Copy out the records below, replacing each "Robot grasping planner" with "Pick-and-place planner" and keeping everything else the same.
....
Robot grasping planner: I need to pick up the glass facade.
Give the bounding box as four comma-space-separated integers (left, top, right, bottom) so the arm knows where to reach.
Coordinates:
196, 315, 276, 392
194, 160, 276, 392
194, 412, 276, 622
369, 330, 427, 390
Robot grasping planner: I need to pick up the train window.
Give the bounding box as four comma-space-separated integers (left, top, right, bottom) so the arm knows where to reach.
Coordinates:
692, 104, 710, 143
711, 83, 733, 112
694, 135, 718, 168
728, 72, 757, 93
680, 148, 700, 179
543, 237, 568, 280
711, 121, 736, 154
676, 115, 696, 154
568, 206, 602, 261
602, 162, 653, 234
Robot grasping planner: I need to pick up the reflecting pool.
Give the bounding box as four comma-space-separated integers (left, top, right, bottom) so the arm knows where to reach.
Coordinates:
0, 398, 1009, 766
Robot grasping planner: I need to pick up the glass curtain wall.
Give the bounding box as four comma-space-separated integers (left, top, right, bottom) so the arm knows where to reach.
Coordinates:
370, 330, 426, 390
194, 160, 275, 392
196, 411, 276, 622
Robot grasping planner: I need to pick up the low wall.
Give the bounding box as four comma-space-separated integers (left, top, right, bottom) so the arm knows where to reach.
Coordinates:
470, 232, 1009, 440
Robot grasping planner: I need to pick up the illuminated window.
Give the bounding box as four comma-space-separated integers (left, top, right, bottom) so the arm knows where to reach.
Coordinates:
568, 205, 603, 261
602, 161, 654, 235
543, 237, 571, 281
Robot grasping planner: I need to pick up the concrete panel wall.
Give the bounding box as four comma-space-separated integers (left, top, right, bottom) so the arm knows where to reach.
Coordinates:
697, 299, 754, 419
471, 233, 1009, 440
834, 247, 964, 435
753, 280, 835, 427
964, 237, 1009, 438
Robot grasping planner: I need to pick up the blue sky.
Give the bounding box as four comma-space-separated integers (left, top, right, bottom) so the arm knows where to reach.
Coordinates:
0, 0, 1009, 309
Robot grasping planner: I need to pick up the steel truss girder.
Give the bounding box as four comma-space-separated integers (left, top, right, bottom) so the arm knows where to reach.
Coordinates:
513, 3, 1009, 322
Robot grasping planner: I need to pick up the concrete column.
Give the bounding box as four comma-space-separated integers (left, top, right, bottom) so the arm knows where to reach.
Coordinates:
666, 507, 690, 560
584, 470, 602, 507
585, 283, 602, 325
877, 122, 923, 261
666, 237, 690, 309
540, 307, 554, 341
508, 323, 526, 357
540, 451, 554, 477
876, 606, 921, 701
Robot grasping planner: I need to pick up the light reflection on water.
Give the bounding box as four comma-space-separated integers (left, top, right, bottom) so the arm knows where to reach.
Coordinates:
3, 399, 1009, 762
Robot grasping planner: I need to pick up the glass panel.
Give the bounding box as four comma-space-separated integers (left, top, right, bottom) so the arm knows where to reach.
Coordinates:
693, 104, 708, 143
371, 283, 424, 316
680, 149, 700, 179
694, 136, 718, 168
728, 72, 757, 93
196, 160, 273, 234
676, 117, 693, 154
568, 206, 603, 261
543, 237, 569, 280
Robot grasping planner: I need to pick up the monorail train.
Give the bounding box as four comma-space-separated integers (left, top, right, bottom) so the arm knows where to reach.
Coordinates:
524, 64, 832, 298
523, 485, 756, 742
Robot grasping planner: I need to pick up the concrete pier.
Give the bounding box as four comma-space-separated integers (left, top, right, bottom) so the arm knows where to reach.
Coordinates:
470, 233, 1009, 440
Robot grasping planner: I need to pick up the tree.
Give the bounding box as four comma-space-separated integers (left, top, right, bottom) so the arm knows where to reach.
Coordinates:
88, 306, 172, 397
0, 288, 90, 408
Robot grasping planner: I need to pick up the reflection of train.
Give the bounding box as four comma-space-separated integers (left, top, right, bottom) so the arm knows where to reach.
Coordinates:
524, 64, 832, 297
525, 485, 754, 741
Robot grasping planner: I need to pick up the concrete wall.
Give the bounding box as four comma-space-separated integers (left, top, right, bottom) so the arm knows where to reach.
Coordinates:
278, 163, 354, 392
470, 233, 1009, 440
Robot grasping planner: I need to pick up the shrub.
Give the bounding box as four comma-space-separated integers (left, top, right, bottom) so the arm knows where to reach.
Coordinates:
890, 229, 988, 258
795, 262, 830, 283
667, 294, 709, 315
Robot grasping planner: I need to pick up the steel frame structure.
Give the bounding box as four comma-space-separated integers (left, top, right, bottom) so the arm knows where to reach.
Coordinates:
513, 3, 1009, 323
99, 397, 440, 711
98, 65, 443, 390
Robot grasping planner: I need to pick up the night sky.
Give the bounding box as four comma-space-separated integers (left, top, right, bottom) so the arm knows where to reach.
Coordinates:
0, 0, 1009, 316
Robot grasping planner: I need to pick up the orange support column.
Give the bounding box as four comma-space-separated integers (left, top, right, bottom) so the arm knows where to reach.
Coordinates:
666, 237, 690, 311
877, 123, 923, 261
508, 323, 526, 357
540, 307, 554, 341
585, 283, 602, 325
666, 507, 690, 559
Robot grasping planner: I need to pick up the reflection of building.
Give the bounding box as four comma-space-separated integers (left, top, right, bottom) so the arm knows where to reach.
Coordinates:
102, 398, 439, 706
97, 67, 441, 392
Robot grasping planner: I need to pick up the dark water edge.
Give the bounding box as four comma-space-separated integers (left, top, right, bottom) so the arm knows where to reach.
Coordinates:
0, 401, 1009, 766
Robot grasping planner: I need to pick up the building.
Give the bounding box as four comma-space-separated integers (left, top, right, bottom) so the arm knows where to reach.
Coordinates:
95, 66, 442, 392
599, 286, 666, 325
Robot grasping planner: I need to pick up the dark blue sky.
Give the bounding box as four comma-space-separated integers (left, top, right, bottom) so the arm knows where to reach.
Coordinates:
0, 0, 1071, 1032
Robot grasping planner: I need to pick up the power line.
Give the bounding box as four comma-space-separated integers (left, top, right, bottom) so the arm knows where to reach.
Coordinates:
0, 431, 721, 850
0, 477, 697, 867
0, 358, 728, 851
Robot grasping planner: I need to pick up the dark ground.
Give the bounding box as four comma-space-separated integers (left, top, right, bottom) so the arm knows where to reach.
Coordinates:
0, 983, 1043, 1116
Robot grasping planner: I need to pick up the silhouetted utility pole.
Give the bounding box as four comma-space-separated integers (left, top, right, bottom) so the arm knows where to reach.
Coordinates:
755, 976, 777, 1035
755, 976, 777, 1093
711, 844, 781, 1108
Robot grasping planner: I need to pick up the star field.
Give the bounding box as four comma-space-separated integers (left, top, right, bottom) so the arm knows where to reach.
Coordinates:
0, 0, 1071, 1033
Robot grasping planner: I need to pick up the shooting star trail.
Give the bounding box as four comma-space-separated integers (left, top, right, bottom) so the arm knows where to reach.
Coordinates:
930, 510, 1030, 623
....
→ **Written answer**:
Pick-and-place planner: I need to pick up the glass facade.
Give the bounding box as four comma-space-separated integers (left, top, right, bottom) so the arm knows where to reach.
Coordinates:
196, 315, 276, 392
194, 160, 276, 392
194, 412, 276, 622
369, 330, 427, 390
Pick-and-place planner: I need to pick up the train window.
Give the bounding box as four comma-space-separated integers (left, top, right, bottom) so the arm knows where to reach.
Coordinates:
692, 104, 710, 143
711, 83, 733, 112
694, 135, 718, 168
728, 72, 757, 93
680, 148, 700, 179
543, 237, 568, 280
711, 121, 736, 154
676, 115, 696, 154
568, 206, 602, 261
602, 162, 653, 234
Pick-and-place planner: I need to pick up the reflecting pool.
Give the bounding box as four comma-space-separated integers (left, top, right, bottom) so the arm knows where to reach.
Coordinates:
0, 398, 1009, 766
Pick-and-place planner: I need to pick up the glass curtain wall.
Give the bounding box as four comma-space-separated integers (left, top, right, bottom) so the arm knows where to reach.
Coordinates:
370, 330, 426, 390
194, 160, 275, 392
196, 411, 276, 622
Pick-and-place planner: I need to pick up the low wall.
Give the bounding box as four comma-space-separated integers (left, top, right, bottom) so the arm knows where to reach.
Coordinates:
470, 232, 1009, 440
Pick-and-place planner: I need to pick up the illuminated window.
Give the bounding box as four comma-space-separated integers (left, top, right, bottom) so the arm knows where to reach.
Coordinates:
568, 205, 603, 261
602, 161, 654, 235
543, 237, 571, 281
Pick-and-place planner: I need to pick up the concrete panel wall.
Give the bounding box as four comma-space-separated integers (left, top, right, bottom) so the arm knows where to reach.
Coordinates:
697, 299, 754, 419
471, 233, 1009, 440
834, 247, 964, 435
753, 280, 835, 427
964, 237, 1009, 438
Pick-and-place planner: I need to pick up the blue sky.
Give the bounding box as four comma-space-separated integers (left, top, right, bottom) so the arm knows where to reach.
Coordinates:
0, 0, 1009, 309
Pick-and-place planner: I need to pick up the steel truss girder.
Give the bounding box as four comma-space-separated integers (left, top, right, bottom) so the arm knows where to reach.
Coordinates:
513, 3, 1009, 322
Pick-and-place planner: I need to pick up the concrete column.
Give the bounding box as four comma-space-separated integers (left, top, right, bottom) so the arm knows where to reach.
Coordinates:
666, 507, 690, 560
584, 470, 602, 507
585, 283, 602, 325
877, 122, 923, 261
666, 237, 690, 309
540, 307, 554, 341
508, 323, 526, 357
540, 451, 554, 477
876, 606, 921, 701
Pick-and-place planner: I need to pick up the light reflection on water.
Give the bounding box as four comma-space-separated integers (left, top, right, bottom) so the arm knows where to reach.
Coordinates:
3, 399, 1009, 762
Pick-and-place planner: I need to pick up the glass panel.
Give the bounding box as four comma-space-separated integers (left, top, right, bottom) so the arm knows where to reach.
Coordinates:
693, 104, 708, 143
371, 283, 424, 316
680, 149, 700, 179
694, 136, 718, 168
728, 72, 757, 93
196, 160, 273, 234
676, 117, 693, 154
568, 206, 603, 261
543, 237, 569, 280
Pick-and-place planner: I need to pick up the monorail train.
Give the bounding box as four comma-space-separated integers (left, top, right, bottom) so the arm knows where to reach.
Coordinates:
524, 64, 832, 298
523, 485, 756, 742
Pick-and-place planner: I need to pick up the concrete pier.
Give the bounding box as four comma-space-separated integers (left, top, right, bottom) so the arm knows where to reach.
Coordinates:
470, 233, 1009, 440
Pick-and-place planner: I need to pick up the tree.
Give the bounding box as four comma-space-separated integers (left, top, right, bottom) so the arm knows where to reach.
Coordinates:
88, 306, 172, 397
0, 288, 90, 408
Pick-and-place planner: I need to pick up the reflection of train.
Give the bounding box as four comma-space-separated integers (left, top, right, bottom) so the arm knows where to reach.
Coordinates:
524, 64, 832, 297
525, 485, 754, 741
Pick-and-place planner: I need to pick up the concrete wall.
Give the bounding box as four comma-space-separated integers (left, top, right, bottom) so the arm knows where to reach.
Coordinates:
278, 163, 354, 392
470, 233, 1009, 440
Pick-and-place planner: I need to pick up the shrub.
Give the bounding box as four comma-space-separated integers (left, top, right, bottom) so the arm knows where to reach.
Coordinates:
890, 229, 988, 258
795, 262, 830, 283
667, 294, 709, 315
Pick-and-place planner: I need to pick up the steel frame structure.
Give the bounding box as four comma-space-separated integers (left, top, right, bottom) so the arm knows where to reach.
Coordinates:
513, 3, 1009, 323
99, 397, 440, 711
98, 65, 443, 390
Pick-and-place planner: I need to pick up the night sky.
Give the bounding box as four comma-space-separated integers (left, top, right, bottom) so the arm knows where to reach.
Coordinates:
0, 0, 1009, 316
Pick-and-place planner: I need to pick up the orange support column.
Give the bounding box as four comma-space-separated integers (left, top, right, bottom) so the arm knows where to reach.
Coordinates:
666, 237, 690, 311
877, 123, 923, 261
508, 323, 526, 357
540, 307, 554, 341
585, 283, 602, 325
666, 507, 690, 559
Pick-and-place planner: I need to pick up the reflection of building.
Give the bounding box as four comma-space-separated integers (left, top, right, bottom) so the arm knows where to reach.
Coordinates:
102, 398, 439, 706
97, 67, 441, 392
Pick-and-place planner: I need to pick up the dark water edge.
Give the bounding box as four comma-space-separated integers (left, top, right, bottom) so the arm knows where to reach.
Coordinates:
0, 401, 1009, 766
Pick-and-place planner: I need to pick up the building.
Give the bounding box as four comma-space-separated integers (left, top, right, bottom) so the arm knows where to reach.
Coordinates:
95, 66, 442, 392
599, 286, 666, 325
Pick-and-place planner: I need to pick up the dark blue sky.
Give the bounding box as four comma-space-separated integers (left, top, right, bottom) so the arm knows where to reach.
Coordinates:
0, 0, 1071, 1032
Pick-and-place planner: I need to pick up the power line.
Give the bounding box as four comma-space-separated integers (left, top, right, bottom) so the arm knows where to reach.
Coordinates:
0, 431, 721, 850
0, 477, 697, 867
0, 358, 728, 851
Pick-and-place planner: I need to pick up the dark ground.
Give the bounding box as four comma-space-separated integers (left, top, right, bottom) so the arm knows where to reach.
Coordinates:
0, 983, 1043, 1116
Pick-and-place planner: I need to pick up the silhouetted utility pole.
Give the bounding box as four comma-space-separated integers (left, top, right, bottom) so the arm knows where to reach.
Coordinates:
755, 976, 777, 1035
755, 976, 777, 1093
711, 844, 781, 1108
Pick-and-place planner: I need to pick up the star field.
Give the bounding box as four comma-space-separated integers (left, top, right, bottom) so the arm knows where to reach.
Coordinates:
0, 0, 1071, 1033
Pick-and-place planner: I need to pick up the shooting star trail.
Give the bounding box as four comma-space-separated integers (left, top, right, bottom) so the arm knows where to reach.
Coordinates:
930, 510, 1030, 623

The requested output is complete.